**Exercise goal:** Every line from the one with "each red and" through the end of the records below should be restated word for word, and nothing outside that span.

-------- Data excerpts

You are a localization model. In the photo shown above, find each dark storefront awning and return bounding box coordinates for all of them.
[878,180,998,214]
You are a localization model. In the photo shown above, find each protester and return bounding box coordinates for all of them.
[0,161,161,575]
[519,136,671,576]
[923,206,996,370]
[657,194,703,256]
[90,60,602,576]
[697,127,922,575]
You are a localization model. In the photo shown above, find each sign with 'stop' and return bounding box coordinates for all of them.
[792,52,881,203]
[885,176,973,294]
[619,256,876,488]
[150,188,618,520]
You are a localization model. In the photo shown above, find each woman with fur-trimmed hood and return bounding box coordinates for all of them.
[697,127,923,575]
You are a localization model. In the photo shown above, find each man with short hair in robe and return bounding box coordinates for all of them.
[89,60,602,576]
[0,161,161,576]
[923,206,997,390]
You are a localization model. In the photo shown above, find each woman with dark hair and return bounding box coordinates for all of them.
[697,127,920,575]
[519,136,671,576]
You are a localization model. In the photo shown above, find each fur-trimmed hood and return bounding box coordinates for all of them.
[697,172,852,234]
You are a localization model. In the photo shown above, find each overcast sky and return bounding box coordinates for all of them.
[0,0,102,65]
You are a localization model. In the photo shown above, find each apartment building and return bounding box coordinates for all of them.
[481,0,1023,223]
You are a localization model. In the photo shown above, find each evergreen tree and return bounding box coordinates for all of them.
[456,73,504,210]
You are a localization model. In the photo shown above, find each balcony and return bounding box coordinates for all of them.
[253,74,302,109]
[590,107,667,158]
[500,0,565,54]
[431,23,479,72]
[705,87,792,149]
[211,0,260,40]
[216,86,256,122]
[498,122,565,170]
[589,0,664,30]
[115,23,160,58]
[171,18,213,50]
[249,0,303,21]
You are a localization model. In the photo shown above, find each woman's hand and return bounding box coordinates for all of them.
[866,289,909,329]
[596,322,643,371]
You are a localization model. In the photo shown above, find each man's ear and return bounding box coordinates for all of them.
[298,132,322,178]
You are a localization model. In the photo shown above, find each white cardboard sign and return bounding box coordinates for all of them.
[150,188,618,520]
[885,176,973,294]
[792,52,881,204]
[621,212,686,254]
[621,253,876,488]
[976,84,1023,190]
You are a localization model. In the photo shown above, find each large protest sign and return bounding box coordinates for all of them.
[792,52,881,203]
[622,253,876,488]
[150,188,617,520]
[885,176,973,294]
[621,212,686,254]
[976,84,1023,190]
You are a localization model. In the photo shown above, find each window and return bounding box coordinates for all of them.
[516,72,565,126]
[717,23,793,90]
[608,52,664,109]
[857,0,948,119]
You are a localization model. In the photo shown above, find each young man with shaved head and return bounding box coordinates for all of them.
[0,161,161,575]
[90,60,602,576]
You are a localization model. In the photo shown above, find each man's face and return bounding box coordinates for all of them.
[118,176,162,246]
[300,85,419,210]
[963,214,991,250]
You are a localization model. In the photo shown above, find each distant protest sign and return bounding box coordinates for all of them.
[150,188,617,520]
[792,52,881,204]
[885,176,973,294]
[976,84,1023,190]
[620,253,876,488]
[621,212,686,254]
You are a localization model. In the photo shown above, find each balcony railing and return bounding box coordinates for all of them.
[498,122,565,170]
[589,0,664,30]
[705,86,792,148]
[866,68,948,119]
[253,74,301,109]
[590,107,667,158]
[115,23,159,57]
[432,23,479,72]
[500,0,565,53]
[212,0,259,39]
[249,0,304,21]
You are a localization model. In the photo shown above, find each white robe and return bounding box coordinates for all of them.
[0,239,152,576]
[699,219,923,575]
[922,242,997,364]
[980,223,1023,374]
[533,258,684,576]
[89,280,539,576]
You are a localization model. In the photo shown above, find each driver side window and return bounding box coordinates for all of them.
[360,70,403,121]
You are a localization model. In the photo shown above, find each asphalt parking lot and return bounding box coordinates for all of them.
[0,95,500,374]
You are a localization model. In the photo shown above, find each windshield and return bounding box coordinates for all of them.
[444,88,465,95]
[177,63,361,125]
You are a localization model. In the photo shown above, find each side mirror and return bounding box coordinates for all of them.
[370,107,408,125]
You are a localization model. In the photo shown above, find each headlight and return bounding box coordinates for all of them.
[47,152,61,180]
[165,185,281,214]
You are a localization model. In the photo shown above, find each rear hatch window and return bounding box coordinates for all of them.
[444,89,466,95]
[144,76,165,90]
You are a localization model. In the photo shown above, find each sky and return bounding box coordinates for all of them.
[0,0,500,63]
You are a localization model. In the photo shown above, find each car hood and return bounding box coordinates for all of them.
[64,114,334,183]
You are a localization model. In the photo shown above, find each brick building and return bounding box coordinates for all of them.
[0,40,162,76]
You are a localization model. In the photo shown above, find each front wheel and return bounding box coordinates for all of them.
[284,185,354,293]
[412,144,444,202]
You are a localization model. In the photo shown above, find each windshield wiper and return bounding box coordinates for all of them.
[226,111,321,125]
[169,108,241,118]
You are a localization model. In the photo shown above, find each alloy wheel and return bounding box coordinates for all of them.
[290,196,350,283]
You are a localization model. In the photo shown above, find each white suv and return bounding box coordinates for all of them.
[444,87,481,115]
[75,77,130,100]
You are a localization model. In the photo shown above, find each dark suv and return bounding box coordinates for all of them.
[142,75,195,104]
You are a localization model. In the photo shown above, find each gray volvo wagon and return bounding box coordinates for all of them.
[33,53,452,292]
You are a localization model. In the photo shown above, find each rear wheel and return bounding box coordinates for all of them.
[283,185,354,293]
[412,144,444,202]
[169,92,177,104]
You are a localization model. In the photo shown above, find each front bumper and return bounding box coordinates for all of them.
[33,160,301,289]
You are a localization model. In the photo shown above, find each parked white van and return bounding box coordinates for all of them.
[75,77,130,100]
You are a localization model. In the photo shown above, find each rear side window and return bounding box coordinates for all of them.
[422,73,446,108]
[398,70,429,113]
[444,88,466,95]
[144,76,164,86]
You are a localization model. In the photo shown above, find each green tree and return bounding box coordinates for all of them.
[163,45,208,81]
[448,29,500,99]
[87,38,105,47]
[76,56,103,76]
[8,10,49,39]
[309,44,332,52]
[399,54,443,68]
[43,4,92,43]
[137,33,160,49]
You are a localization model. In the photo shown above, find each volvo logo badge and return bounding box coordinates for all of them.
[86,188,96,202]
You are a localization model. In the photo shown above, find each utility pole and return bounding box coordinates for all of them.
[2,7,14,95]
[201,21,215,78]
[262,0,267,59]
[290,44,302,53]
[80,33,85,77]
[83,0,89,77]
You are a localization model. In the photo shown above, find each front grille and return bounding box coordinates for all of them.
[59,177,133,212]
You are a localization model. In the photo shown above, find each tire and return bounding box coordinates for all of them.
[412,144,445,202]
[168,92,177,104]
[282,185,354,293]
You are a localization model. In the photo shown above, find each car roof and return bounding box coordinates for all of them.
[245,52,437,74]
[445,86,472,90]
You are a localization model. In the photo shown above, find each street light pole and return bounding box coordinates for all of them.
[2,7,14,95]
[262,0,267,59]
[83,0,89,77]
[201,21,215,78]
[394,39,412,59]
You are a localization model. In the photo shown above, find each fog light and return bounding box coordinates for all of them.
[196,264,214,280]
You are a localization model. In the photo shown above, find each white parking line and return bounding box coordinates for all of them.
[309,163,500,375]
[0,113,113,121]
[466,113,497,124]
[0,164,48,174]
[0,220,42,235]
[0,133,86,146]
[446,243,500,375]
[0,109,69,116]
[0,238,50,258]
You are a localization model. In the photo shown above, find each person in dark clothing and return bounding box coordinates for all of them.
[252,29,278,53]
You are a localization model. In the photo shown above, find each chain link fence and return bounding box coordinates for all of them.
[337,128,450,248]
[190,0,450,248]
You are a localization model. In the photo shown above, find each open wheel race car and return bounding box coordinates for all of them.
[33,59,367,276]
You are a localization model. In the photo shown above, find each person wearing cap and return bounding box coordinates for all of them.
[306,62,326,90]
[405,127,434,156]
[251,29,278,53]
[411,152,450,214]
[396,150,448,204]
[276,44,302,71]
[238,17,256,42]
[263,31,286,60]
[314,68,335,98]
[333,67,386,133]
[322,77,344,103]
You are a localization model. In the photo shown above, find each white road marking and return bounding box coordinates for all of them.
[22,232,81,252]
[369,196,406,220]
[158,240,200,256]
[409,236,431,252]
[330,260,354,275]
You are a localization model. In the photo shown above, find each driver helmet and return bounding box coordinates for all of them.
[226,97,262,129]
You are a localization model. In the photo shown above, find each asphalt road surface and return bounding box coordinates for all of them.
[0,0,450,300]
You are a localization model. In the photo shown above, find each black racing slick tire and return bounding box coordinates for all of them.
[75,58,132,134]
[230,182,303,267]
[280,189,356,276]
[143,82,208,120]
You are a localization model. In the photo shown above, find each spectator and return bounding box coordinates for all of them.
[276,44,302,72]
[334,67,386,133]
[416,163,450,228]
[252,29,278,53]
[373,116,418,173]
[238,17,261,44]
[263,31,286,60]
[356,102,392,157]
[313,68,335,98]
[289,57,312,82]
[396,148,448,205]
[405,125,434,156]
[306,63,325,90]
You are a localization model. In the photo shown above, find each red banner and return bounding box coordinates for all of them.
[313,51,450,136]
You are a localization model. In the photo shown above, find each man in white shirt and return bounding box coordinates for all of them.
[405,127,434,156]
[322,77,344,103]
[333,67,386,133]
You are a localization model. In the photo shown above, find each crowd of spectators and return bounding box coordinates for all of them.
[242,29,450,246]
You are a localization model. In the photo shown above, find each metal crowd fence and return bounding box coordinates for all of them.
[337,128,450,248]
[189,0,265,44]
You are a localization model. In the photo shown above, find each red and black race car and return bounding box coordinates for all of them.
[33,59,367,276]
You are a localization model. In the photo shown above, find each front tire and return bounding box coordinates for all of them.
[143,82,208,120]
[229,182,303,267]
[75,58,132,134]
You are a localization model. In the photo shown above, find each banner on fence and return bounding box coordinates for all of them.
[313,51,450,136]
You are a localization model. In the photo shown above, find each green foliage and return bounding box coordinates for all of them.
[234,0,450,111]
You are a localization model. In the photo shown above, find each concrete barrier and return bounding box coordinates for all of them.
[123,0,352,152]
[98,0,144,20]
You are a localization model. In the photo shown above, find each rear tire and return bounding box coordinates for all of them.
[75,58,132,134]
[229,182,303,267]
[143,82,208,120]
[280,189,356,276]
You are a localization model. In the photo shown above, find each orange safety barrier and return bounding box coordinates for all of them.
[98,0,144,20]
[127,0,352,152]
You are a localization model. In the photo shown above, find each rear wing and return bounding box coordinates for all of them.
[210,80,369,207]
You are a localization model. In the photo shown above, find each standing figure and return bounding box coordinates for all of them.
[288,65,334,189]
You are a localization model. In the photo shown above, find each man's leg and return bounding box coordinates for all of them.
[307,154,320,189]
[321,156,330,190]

----------------

**Reply to the task:**
You are a localization model. In the photo shown above, find each red and black race car and return bounding box coordinates for all of them.
[33,59,367,276]
You are a localization model. In the photo shown above, find each front tire and return bounding box coordinates for all of them.
[143,82,208,120]
[229,182,303,267]
[75,58,132,134]
You are a localization model. In the photo shown above, find each banner on fence and return bounding box coordinates for all of them.
[313,51,450,136]
You are a localization model. In the photo shown above, find each green foliage and return bounding box coordinates for all of them.
[234,0,450,111]
You are a localization model. In the photo shown above, find each concrete barrier and return bounding box coordinates for all of them.
[123,0,352,152]
[98,0,144,20]
You are a localization model. In the photo shown above, find each rear tire and return bounding box coordinates for all of them.
[75,58,132,134]
[229,182,303,267]
[143,82,208,120]
[280,189,356,276]
You are a localization model. In the photo shown above, find each orange safety barrier and return bounding box coordinates for all of them.
[98,0,144,20]
[127,0,352,152]
You are a localization model. In the photo shown above, find each rear wing and return bounding box coordinates for all of them.
[210,80,369,207]
You are a localization model. In the photo shown above, find each standing figure and return bounding box coordinates for all of them.
[288,65,334,189]
You are a localization model. In the photo shown above, find each man's leg and return bounding box coordinates for all of them.
[307,154,320,189]
[321,156,330,190]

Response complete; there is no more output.